- WHAT TO WORK ON
Could you print each of the records below exactly?

- INPUT

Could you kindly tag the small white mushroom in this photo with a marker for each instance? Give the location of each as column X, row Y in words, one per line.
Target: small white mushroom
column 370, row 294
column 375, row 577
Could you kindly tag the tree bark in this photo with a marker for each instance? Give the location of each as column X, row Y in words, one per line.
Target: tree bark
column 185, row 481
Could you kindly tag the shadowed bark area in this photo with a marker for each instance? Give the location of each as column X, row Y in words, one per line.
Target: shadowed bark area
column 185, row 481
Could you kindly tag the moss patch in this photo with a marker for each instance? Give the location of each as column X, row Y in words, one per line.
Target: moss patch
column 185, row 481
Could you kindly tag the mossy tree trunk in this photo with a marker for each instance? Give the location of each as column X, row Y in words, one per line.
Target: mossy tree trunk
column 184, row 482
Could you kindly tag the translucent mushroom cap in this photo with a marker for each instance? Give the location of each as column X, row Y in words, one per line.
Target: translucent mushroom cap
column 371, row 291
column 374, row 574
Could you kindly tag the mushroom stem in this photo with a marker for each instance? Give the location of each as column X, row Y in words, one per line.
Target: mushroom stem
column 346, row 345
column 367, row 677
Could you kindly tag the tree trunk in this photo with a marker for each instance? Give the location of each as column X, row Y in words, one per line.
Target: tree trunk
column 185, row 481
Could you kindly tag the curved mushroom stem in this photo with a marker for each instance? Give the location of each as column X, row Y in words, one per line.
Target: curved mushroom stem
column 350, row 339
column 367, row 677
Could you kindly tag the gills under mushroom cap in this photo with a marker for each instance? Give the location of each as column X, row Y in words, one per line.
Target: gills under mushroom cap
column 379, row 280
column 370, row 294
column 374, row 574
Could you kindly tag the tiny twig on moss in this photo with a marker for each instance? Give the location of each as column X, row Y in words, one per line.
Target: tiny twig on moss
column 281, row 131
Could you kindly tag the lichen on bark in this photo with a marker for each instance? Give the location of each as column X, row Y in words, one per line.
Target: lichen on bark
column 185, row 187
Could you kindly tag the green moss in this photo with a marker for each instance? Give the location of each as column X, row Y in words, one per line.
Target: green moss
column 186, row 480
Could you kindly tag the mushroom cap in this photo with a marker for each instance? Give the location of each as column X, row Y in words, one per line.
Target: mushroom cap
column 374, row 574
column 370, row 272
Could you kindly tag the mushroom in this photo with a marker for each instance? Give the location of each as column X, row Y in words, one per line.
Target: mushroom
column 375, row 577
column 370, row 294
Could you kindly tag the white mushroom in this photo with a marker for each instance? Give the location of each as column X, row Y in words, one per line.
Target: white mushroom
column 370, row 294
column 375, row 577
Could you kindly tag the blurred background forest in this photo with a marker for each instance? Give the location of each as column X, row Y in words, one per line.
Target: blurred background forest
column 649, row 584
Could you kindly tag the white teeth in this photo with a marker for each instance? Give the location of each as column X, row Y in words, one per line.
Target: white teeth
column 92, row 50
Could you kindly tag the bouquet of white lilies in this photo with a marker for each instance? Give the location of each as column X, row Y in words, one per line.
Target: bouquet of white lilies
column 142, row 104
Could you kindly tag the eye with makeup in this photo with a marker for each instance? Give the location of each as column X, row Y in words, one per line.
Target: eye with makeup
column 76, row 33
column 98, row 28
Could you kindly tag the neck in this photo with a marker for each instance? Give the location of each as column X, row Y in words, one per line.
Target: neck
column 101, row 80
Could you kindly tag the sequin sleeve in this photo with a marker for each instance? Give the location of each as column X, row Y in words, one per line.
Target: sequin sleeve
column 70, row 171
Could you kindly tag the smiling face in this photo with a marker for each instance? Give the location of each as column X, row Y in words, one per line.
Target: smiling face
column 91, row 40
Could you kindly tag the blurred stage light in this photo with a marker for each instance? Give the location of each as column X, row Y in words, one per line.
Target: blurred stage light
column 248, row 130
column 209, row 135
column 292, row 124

- ANSWER BELOW
Could you kindly tag the small white mushroom in this photo with a marker for each instance? Give the location of each as column X, row Y in words, one per line.
Target: small white mushroom
column 370, row 294
column 375, row 577
Could you kindly tag the tree bark in this photo with a marker for each instance? Give the location of each as column X, row Y in words, one per line.
Target: tree bark
column 185, row 481
Could you kindly tag the shadowed bark area in this photo with a marker for each instance? Give the location of each as column X, row Y in words, one per line.
Target: shadowed bark area
column 185, row 481
Could you kindly tag the moss patch in this photo with a marker for each instance? Give the location of each as column X, row Y in words, one per line.
Target: moss patch
column 185, row 481
Could you kindly tag the mossy tree trunk in this photo with a marker for each instance? Give the location of each as column X, row Y in words, one per line.
Target: mossy tree trunk
column 184, row 482
Could you kindly tag the translucent mushroom cap in this photo with a marker for each instance? Give the location of each as column X, row Y in words, one per line.
Target: translucent mushroom cap
column 371, row 291
column 374, row 574
Could you kindly tag the mushroom stem in this photo with a marker for each instance? Give the location of each as column X, row Y in words, one per line.
Target: mushroom stem
column 346, row 345
column 367, row 677
Could you kindly tag the tree trunk in this photo with a marker for each instance? Give the location of each as column X, row Y in words, one per line.
Target: tree trunk
column 185, row 481
Could you kindly tag the curved mushroom stem in this photo with a marker for each instance? Give the location of each as column X, row Y in words, one per line.
Target: curved mushroom stem
column 350, row 339
column 367, row 677
Could you kindly tag the gills under mushroom cap in this photo with a marker for each instance? Give the location of each as column X, row Y in words, one per line.
Target: gills under mushroom cap
column 379, row 280
column 370, row 294
column 374, row 574
Could you kindly tag the tiny twig on moss in this photo with a marker for each instance? Give the location of each as column X, row Y in words, one per line.
Target: tiny twig on moss
column 281, row 131
Could you kindly tag the lichen on bark in this photo with a marker for each instance? Give the location of each as column X, row Y in words, one per line.
Target: lichen on bark
column 185, row 187
Could you kindly tag the green moss in this photo with a marker for each instance? Give the location of each as column X, row Y in words, one per line.
Target: green moss
column 186, row 480
Could you kindly tag the mushroom cap in this photo with a marker for each instance? Give the location of each as column X, row Y in words, one per line.
Target: mushroom cap
column 374, row 574
column 370, row 272
Could you kindly tag the mushroom in this photo with a marker for each instance? Give the location of each as column X, row Y in words, one per line.
Target: mushroom
column 375, row 577
column 370, row 294
Could you kindly tag the white mushroom in this photo with a marker for each instance? Give the location of each as column X, row Y in words, one per line.
Target: white mushroom
column 370, row 294
column 375, row 577
Could you kindly tag the blurred background forest in this photo with a marker for each instance? Give the location of each as column X, row Y in words, one per line.
Target: blurred background forest
column 649, row 584
Could you kindly tag the white teeth in this photo with a marker for each instance? Give the location of each as column X, row Y in words, one per line.
Target: white teeth
column 92, row 50
Could you kindly tag the bouquet of white lilies in this photo with a marker for each instance? Give the location of each as column X, row Y in words, one per line.
Target: bouquet of white lilies
column 142, row 104
Could you kindly tag the eye with makeup in this photo with a marker for each instance? Give the location of each as column X, row Y in words, one per line.
Target: eye with makeup
column 76, row 33
column 98, row 28
Could you kindly tag the neck in this photo with a marker for each instance? Give the location of each as column X, row Y in words, one per line.
Target: neck
column 101, row 80
Could you kindly tag the sequin sleeve in this photo with a marker for each instance? Give the location of each as column X, row Y in words, one per line.
Target: sequin sleeve
column 70, row 171
Could you kindly tag the smiling face in this photo with a marker for each instance? Give the location of each as column X, row Y in words, one per line.
Target: smiling face
column 91, row 40
Could you kindly tag the blurred stage light in this photo with a marker for each instance? Give the location of each as column X, row Y in words, one per line.
Target: blurred stage light
column 248, row 130
column 209, row 135
column 292, row 124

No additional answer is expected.